→ YOUR INSTRUCTIONS
Present the records below as a Markdown table with the columns Row and Line. Include only the part starting with the line containing "above contains utility" and going on through the line containing "217, 21, 255, 91", number each line, and leave out blank lines.

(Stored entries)
□ □ □

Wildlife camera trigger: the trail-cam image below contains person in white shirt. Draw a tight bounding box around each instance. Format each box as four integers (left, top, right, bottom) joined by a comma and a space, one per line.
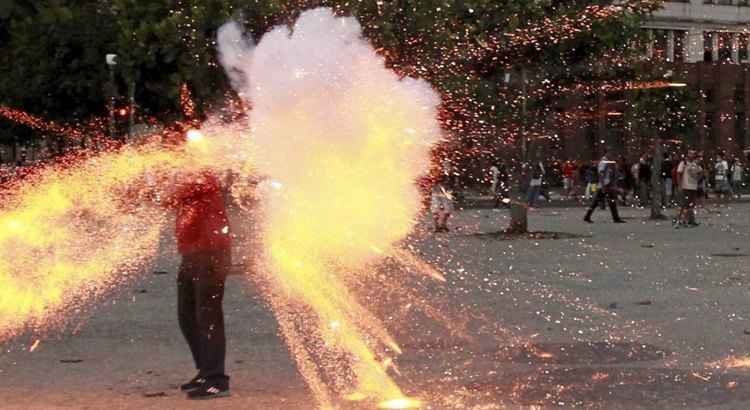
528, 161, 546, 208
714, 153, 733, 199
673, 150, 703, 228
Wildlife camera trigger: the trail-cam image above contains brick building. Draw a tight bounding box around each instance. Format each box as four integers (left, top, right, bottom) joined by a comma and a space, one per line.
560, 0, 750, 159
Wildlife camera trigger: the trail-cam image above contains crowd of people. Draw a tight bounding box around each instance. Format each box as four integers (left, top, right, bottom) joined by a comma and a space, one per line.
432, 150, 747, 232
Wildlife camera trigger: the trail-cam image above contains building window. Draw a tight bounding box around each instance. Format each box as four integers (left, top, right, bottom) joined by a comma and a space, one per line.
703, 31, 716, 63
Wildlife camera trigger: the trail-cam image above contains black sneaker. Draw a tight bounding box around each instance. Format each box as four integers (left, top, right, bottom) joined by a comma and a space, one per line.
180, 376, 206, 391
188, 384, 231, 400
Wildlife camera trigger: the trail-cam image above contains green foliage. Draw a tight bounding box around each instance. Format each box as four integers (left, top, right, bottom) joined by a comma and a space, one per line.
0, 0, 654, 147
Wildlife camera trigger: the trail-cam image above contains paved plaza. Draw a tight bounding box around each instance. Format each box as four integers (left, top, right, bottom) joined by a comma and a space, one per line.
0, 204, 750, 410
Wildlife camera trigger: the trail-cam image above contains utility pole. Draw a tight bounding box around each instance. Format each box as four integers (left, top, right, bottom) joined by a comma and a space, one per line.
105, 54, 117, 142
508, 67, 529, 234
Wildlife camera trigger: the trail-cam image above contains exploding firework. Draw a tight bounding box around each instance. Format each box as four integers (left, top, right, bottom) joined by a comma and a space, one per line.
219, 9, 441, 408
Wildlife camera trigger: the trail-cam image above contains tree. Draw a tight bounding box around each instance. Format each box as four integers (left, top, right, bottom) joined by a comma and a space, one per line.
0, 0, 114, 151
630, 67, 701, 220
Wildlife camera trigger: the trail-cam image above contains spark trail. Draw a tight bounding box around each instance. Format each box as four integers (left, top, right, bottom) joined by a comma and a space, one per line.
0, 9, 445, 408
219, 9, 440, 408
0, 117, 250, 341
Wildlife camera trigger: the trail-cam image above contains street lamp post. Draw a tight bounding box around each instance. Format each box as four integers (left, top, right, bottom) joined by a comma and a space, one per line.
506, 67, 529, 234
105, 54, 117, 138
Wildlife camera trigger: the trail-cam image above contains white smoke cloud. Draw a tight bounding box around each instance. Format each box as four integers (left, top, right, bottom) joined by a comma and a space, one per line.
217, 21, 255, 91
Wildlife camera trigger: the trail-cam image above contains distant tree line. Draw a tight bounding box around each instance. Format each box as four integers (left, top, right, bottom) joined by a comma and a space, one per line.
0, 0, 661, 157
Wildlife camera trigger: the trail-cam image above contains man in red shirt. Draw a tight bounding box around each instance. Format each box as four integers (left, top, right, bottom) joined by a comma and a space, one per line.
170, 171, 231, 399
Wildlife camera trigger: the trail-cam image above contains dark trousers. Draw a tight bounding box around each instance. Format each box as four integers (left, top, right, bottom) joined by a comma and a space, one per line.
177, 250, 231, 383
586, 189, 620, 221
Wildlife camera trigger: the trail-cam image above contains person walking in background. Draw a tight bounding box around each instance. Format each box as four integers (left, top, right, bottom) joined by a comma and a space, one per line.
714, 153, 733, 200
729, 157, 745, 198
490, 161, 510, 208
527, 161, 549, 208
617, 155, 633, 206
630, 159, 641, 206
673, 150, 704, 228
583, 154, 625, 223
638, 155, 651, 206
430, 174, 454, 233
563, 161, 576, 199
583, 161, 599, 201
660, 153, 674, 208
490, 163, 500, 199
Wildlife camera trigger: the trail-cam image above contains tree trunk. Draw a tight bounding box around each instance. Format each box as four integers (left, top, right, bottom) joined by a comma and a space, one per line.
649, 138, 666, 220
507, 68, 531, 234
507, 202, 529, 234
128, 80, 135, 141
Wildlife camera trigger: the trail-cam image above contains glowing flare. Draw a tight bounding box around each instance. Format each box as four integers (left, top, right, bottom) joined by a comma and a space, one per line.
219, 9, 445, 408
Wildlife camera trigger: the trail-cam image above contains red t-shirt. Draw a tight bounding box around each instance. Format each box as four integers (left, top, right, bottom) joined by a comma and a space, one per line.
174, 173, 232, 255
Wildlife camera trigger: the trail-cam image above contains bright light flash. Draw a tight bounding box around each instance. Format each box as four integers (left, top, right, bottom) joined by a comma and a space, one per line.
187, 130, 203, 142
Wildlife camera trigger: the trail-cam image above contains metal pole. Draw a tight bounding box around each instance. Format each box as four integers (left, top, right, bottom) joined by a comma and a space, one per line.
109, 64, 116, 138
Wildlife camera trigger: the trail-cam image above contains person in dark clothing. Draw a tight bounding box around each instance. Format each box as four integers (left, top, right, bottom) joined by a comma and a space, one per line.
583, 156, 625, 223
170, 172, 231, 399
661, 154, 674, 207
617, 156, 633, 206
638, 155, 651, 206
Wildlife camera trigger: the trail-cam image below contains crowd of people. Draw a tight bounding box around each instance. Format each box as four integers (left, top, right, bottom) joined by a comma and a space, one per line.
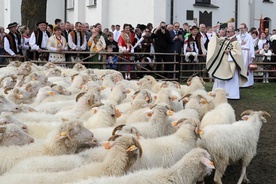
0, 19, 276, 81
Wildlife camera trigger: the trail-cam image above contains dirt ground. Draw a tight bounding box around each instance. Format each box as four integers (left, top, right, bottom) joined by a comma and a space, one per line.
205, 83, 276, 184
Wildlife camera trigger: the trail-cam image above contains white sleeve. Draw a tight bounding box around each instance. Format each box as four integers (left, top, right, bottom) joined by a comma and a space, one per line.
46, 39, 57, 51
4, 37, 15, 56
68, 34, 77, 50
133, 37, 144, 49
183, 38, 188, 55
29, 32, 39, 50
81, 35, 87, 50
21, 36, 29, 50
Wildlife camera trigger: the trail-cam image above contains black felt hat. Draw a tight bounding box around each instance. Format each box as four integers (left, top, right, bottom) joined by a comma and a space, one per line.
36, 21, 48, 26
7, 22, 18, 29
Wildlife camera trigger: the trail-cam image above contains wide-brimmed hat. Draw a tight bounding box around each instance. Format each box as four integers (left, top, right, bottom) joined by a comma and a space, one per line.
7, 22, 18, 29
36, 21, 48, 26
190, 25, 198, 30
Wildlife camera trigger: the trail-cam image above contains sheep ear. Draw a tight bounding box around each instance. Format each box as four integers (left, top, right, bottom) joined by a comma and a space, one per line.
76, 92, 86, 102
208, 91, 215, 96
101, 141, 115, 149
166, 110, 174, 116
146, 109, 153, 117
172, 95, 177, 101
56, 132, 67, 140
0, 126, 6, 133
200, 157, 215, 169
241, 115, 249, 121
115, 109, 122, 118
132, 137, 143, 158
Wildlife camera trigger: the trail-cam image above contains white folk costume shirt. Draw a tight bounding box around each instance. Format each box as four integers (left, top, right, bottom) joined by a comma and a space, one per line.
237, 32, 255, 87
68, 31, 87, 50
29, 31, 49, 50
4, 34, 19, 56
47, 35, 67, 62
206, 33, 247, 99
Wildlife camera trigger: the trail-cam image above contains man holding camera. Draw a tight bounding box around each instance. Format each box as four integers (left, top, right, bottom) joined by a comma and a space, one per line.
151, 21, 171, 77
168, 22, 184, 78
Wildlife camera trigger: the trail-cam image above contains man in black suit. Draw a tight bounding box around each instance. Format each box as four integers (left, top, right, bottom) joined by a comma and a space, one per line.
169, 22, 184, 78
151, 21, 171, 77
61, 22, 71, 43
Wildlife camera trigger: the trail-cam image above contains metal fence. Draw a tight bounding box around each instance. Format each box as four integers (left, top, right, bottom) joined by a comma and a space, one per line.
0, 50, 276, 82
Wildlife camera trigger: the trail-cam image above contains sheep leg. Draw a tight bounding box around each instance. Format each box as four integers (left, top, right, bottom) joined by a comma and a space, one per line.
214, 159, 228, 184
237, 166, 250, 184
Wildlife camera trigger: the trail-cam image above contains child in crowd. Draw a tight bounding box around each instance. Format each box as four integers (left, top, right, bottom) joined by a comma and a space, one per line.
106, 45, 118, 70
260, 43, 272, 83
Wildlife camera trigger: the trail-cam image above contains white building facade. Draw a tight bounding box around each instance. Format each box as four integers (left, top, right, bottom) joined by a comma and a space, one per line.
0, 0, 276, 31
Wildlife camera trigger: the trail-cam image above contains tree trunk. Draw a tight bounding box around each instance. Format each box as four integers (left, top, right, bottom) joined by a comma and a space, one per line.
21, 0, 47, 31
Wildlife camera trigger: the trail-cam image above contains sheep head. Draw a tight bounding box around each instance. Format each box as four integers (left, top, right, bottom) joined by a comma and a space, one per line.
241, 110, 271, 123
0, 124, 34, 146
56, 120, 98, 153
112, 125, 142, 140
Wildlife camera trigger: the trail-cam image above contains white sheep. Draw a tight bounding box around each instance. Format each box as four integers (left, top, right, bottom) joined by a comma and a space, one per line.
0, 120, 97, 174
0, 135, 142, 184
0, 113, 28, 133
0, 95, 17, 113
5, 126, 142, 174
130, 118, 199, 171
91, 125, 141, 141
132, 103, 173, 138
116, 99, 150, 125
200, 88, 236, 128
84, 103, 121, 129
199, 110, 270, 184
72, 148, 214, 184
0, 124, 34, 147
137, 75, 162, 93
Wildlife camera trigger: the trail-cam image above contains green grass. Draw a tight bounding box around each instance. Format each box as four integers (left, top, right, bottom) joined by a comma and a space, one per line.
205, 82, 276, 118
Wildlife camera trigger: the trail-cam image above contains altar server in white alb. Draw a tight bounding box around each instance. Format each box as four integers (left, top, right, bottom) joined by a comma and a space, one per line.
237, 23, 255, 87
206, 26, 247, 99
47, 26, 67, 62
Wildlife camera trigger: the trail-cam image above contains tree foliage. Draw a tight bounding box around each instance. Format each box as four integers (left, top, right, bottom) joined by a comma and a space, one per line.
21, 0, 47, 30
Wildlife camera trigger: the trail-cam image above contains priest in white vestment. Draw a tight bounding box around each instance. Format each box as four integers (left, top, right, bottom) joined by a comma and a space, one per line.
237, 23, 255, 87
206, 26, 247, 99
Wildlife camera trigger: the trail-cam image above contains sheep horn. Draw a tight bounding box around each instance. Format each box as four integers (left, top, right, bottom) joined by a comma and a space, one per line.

□ □ □

→ FINAL RESULT
| Row | Line |
|---|---|
| 1 | Wildlife camera trigger: the trail-cam image above contains utility pole. Draw a tight bounding box around each instance. Format each box as four integers (left, top, right, bottom) joined by a comma and a space, one per line. |
| 2 | 105, 54, 117, 142 |
| 3 | 508, 67, 529, 234 |
| 4 | Wildlife camera trigger: the trail-cam image above contains exploding firework. Draw a tight bounding box around each instance. Format each box as four integers (left, top, right, bottom) joined by a comma and a space, one per line. |
| 5 | 219, 9, 441, 408 |
| 6 | Wildlife camera trigger: the trail-cam image above contains tree. Draw a tight bounding box around each instance. Format each box as four integers (left, top, right, bottom) joined by a comma and a space, one per line. |
| 7 | 0, 0, 114, 151 |
| 8 | 630, 67, 701, 220 |
| 9 | Wildlife camera trigger: the trail-cam image above contains spark trail. Draw a tight bounding box around each instance. Format each box as four integers (left, top, right, bottom) joined by a comma and a space, one per line. |
| 10 | 0, 9, 445, 408 |
| 11 | 219, 9, 440, 408 |
| 12 | 0, 117, 250, 341 |
| 13 | Wildlife camera trigger: the trail-cam image above contains street lamp post. Draw a tight bounding box around each instance. Format each box as four integers (left, top, right, bottom) joined by a comma and a space, one per line. |
| 14 | 506, 67, 529, 234 |
| 15 | 105, 54, 117, 138 |
| 16 | Wildlife camera trigger: the trail-cam image above contains white smoke cloud. Draw a tight bounding box around each instance. Format each box as four integers (left, top, right, bottom) joined by a comma and a space, one per line. |
| 17 | 217, 21, 255, 91 |